------ Extrait de page ------
D’une manière plus classique, on regardera la liste des algorithmes fournis, les éventuels effets à modélisation, le nombre de paramètres éditables, les possibilités de modulation en temps réel, les présélections d’effets fournies pour ne pas partir de zéro et la qualité sonore (en particulier les réverbes, qui sont parfois le talon d’Achille des synthés d’entrée de gamme). Les workstations disposent aujourd’hui d’effets globaux, pour l’ambiance générale d’un morceau (chorus, réverbe), le mastering (compresseur et limiteur multibande) et les corrections pour tenir compte du lieu d’écoute (EQ multibande). On scrutera aussi les éventuelles possibilités de traiter des sons externes ou un micro par des boucles d’effets. Ah tiens, y a-t-il un vocodeur ?
Arpégiateur
Les points-clés pour un arpégiateur sont les suivants : modes de synchronisation (internes, externes), types de motifs (simples, complexes, monodie ou polyphonie), nombre maximal de notes mémorisées pour générer l’arpège, possibilité de créer ses propres arpèges, transposition d’octaves, réponse à la vélocité, facteurs aléatoires (notes, Ratchets), nombre d’arpèges qui peuvent tourner simultanément, ça va peut aller de 1 à 16 !
Séquenceur
S’il y a bien un module déterminant pour les workstations, c’est le séquenceur. Il doit évidemment être multitimbral et capable de piloter des générateurs internes et des modules externes (Midi, USB, parfois en CV/Gate). Toutes les marques et produits ne sont pas à égalité dans ce domaine, on a d’ailleurs constaté des rétropédalages fâcheux chez certains fabricants, réfutant même l’appellation workstation pour leurs propres produits. On regardera d’abord le nombre de pistes, la capacité de notes, la nature de la mémoire des séquences (permanente ou effacée à l’extinction des feux) et les possibilités d’import/export de séquences (en interne, par exemple depuis le mode motif, ou en externe, sous forme de SMF de type 0 ou 1).
Dernier point, les pistes audio. Certains séquenceurs intègrent des pistes audio en parallèle des pistes Midi. Cela permet d’enregistrer des instruments externes ou des voix, ou encore de bouncer des pistes Midi pour récupérer de la place. C’est le cas chez Korg dès l’entrée de gamme, avec 16 pistes audio direct-to-disk. La concurrence permet la plupart du temps de générer un mix audio stéréo pour l’exporter ensuite.
------ Données fournies ------
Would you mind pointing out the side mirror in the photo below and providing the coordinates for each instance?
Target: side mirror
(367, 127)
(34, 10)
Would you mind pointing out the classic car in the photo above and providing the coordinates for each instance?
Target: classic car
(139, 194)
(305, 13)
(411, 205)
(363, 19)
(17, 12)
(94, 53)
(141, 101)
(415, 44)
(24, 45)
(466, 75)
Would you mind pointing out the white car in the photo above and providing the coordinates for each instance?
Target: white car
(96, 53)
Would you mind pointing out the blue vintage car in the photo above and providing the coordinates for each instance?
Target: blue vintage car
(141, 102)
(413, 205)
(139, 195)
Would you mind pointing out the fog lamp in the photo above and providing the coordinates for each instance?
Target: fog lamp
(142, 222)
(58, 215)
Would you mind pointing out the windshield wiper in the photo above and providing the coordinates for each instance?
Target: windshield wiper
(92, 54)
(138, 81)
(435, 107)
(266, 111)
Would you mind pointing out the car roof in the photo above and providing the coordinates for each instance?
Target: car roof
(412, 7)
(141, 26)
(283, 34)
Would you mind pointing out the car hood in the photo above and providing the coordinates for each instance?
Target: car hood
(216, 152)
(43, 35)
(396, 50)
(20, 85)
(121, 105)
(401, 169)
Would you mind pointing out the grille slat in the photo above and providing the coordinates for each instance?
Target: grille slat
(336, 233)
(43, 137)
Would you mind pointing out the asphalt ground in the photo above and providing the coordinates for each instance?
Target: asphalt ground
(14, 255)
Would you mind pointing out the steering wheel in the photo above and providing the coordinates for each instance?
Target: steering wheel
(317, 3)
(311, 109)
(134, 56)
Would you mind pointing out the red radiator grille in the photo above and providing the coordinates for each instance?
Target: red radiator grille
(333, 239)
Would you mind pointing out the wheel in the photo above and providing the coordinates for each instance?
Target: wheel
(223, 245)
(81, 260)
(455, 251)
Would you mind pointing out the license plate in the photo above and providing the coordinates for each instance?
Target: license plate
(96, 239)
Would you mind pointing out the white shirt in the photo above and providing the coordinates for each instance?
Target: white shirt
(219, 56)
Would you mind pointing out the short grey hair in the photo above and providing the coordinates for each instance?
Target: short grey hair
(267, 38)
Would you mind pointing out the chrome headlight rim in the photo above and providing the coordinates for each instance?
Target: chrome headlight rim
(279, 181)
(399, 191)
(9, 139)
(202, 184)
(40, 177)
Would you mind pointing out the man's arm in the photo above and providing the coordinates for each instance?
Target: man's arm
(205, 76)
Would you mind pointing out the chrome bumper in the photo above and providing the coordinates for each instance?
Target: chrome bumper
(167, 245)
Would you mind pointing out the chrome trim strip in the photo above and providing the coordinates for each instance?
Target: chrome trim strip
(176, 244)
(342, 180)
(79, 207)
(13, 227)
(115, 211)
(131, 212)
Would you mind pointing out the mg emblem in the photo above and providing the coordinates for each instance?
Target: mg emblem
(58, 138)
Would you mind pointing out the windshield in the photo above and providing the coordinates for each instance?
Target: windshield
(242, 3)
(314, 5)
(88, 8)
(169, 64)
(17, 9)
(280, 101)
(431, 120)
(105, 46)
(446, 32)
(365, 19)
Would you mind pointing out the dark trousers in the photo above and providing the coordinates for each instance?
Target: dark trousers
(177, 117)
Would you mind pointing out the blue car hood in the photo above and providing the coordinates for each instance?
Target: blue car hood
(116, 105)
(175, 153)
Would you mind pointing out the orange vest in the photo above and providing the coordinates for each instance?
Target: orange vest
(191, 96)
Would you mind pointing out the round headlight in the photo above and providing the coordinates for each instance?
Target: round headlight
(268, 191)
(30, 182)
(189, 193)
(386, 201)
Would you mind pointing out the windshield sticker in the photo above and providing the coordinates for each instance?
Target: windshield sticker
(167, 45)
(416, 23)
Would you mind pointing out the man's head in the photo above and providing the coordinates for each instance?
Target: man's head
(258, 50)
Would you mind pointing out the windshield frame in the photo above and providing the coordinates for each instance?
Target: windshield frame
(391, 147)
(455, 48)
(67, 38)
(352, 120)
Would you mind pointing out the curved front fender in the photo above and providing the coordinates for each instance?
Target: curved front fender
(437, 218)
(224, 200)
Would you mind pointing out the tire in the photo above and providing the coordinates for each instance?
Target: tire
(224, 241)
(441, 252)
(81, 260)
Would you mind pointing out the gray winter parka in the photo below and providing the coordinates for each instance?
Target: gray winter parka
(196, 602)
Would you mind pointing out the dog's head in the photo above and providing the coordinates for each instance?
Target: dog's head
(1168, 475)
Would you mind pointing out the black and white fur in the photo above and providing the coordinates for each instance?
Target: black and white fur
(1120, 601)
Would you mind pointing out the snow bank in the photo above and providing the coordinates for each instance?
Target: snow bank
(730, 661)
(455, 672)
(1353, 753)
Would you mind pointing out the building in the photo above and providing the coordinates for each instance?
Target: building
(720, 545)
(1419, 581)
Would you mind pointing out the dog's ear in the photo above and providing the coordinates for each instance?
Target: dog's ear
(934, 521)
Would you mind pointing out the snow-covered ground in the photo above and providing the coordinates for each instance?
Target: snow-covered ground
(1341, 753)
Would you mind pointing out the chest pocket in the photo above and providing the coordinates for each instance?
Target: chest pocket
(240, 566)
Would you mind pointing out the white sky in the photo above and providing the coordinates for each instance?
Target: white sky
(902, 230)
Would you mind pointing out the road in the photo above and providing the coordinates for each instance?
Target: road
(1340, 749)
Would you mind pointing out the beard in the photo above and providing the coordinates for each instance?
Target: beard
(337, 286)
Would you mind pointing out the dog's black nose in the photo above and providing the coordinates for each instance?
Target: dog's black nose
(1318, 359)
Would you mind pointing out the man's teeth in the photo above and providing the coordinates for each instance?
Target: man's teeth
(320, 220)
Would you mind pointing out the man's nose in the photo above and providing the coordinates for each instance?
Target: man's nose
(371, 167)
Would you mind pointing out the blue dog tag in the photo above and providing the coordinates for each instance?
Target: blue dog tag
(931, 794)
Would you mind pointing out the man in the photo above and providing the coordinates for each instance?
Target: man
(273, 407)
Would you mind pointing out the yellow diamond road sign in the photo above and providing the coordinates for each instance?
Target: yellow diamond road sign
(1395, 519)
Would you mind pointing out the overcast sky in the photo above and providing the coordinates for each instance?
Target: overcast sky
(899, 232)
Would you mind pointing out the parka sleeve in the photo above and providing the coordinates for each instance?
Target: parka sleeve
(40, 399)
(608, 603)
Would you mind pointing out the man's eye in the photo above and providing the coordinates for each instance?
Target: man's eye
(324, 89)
------
→ **Consignes**
[1] Énumérez tous les critères que l'extrait sur les workstations dit de regarder d'abord pour un séquenceur.
[2] D'après l'extrait sur les workstations, combien de pistes audio direct-to-disk Korg intègre-t-il dès l'entrée de gamme ?
Le matériel fourni provient d'une autre source que l'extrait.

→ **Réponses**
[1]
- le nombre de pistes
- la capacité de notes
- la nature de la mémoire des séquences (permanente ou effacée à l'extinction des feux)
- les possibilités d'import/export de séquences

[2] 16 pistes audio direct-to-disk.